*Data for this exercise*.
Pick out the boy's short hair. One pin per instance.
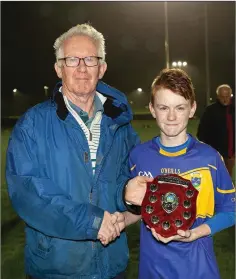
(175, 80)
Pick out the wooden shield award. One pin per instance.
(169, 204)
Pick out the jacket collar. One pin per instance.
(113, 107)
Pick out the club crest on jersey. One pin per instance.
(145, 173)
(196, 179)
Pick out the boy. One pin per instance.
(189, 254)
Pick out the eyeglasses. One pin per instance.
(73, 61)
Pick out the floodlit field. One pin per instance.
(13, 229)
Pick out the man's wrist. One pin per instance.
(135, 209)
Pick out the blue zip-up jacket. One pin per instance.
(52, 187)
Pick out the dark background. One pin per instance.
(134, 33)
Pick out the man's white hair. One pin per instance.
(81, 30)
(222, 86)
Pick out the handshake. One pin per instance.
(111, 227)
(113, 224)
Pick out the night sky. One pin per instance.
(134, 33)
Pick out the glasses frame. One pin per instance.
(79, 59)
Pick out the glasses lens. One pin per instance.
(72, 61)
(91, 61)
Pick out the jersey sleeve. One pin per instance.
(224, 188)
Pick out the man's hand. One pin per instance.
(136, 189)
(109, 230)
(118, 224)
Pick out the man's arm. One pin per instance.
(38, 200)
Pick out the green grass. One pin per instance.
(13, 237)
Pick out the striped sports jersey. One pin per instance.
(204, 167)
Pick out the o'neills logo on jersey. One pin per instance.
(145, 173)
(170, 171)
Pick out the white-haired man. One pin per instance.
(67, 168)
(217, 125)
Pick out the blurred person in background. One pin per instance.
(217, 125)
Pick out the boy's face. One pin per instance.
(172, 113)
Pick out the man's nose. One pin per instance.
(81, 67)
(171, 114)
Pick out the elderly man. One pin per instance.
(217, 128)
(67, 168)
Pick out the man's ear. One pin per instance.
(193, 109)
(58, 70)
(102, 70)
(152, 110)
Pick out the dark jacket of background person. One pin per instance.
(213, 129)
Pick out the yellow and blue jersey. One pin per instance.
(204, 167)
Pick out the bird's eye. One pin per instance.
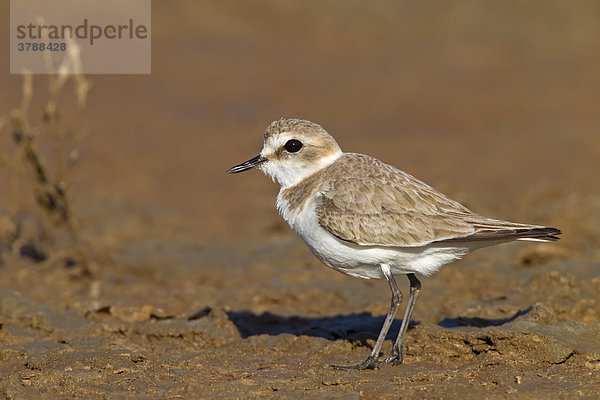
(293, 145)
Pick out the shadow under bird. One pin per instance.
(368, 219)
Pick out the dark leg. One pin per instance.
(396, 356)
(371, 361)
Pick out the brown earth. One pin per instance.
(199, 289)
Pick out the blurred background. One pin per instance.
(496, 104)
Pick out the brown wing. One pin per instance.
(379, 205)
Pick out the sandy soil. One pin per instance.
(199, 289)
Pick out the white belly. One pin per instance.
(365, 261)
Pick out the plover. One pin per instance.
(368, 219)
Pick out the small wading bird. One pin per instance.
(368, 219)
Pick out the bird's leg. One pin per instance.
(396, 355)
(371, 360)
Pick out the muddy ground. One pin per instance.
(196, 286)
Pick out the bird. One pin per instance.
(370, 220)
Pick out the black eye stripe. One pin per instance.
(293, 145)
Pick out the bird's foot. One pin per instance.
(395, 358)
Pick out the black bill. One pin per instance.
(253, 162)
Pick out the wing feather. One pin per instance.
(379, 205)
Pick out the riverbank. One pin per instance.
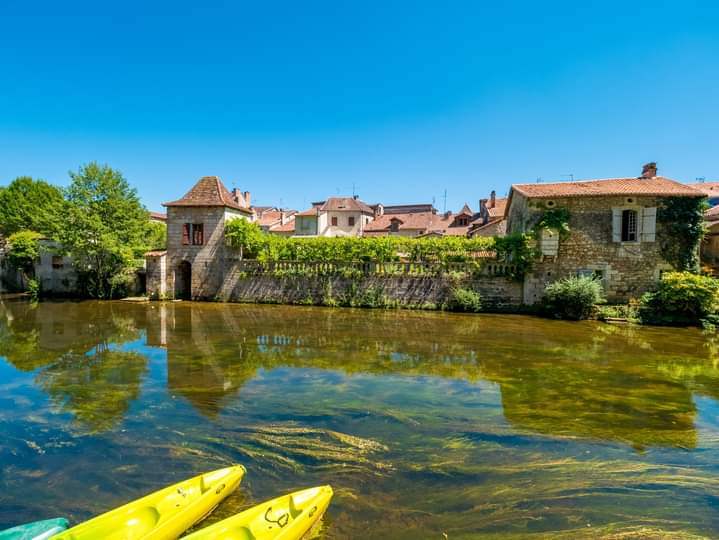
(516, 427)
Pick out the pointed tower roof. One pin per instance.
(209, 191)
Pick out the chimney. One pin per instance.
(237, 195)
(649, 170)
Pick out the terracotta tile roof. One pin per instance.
(656, 186)
(209, 191)
(496, 227)
(287, 227)
(346, 204)
(408, 221)
(466, 210)
(406, 208)
(710, 189)
(314, 211)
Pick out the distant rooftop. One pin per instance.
(654, 186)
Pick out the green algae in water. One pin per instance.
(424, 423)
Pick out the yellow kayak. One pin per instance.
(285, 518)
(164, 514)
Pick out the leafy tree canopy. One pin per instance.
(28, 204)
(106, 230)
(24, 249)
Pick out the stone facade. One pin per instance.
(626, 269)
(498, 293)
(195, 271)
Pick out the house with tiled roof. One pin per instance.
(614, 234)
(191, 266)
(270, 218)
(336, 216)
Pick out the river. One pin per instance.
(425, 424)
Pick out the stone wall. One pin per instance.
(498, 293)
(206, 261)
(627, 269)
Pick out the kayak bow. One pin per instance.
(285, 518)
(164, 514)
(37, 530)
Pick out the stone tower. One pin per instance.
(192, 267)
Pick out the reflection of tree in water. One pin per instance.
(97, 388)
(560, 379)
(70, 344)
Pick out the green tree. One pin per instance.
(24, 249)
(105, 230)
(28, 204)
(246, 236)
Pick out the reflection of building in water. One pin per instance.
(201, 368)
(570, 399)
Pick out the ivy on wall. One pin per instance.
(554, 218)
(682, 221)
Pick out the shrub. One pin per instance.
(681, 298)
(572, 298)
(33, 288)
(465, 300)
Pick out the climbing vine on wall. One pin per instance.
(554, 218)
(682, 222)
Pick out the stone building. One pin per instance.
(613, 231)
(192, 266)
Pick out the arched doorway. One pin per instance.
(183, 281)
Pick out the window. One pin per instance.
(629, 226)
(198, 234)
(193, 233)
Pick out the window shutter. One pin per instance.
(616, 224)
(185, 234)
(649, 224)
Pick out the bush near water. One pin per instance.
(682, 298)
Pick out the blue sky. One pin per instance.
(296, 101)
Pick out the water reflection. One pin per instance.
(425, 423)
(570, 380)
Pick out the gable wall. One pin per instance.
(628, 268)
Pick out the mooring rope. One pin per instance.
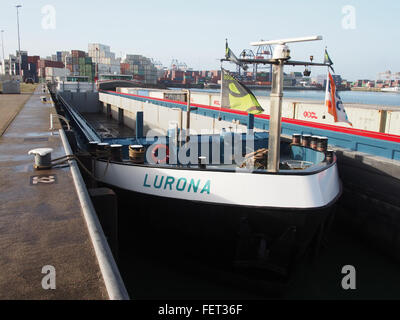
(99, 155)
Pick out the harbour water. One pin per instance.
(358, 97)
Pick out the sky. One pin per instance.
(362, 37)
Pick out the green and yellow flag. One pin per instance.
(236, 95)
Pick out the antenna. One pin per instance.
(284, 41)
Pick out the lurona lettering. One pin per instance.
(181, 184)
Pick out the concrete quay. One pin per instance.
(42, 222)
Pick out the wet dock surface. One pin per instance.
(150, 274)
(10, 105)
(41, 223)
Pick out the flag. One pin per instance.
(235, 95)
(327, 60)
(334, 103)
(229, 55)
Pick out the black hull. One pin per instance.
(229, 236)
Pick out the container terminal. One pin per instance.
(365, 159)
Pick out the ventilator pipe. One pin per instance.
(296, 139)
(59, 117)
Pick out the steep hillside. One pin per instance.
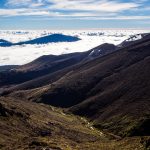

*Directions*.
Could you retype the data from the line containing "Pick out the wet" through the end of the data, leaving out the pictures?

*Output*.
Pick out the wet dock surface. One pin per instance.
(150, 274)
(10, 105)
(41, 223)
Pick out the flag. One pin per instance.
(235, 95)
(327, 60)
(334, 103)
(229, 55)
Pick out the black hull. One pin per instance.
(229, 236)
Pick out the container terminal. One pin per instance.
(365, 159)
Pick out the ventilator pipe. One pin per instance.
(296, 139)
(59, 117)
Pick out the steep hillside. One pin per instance.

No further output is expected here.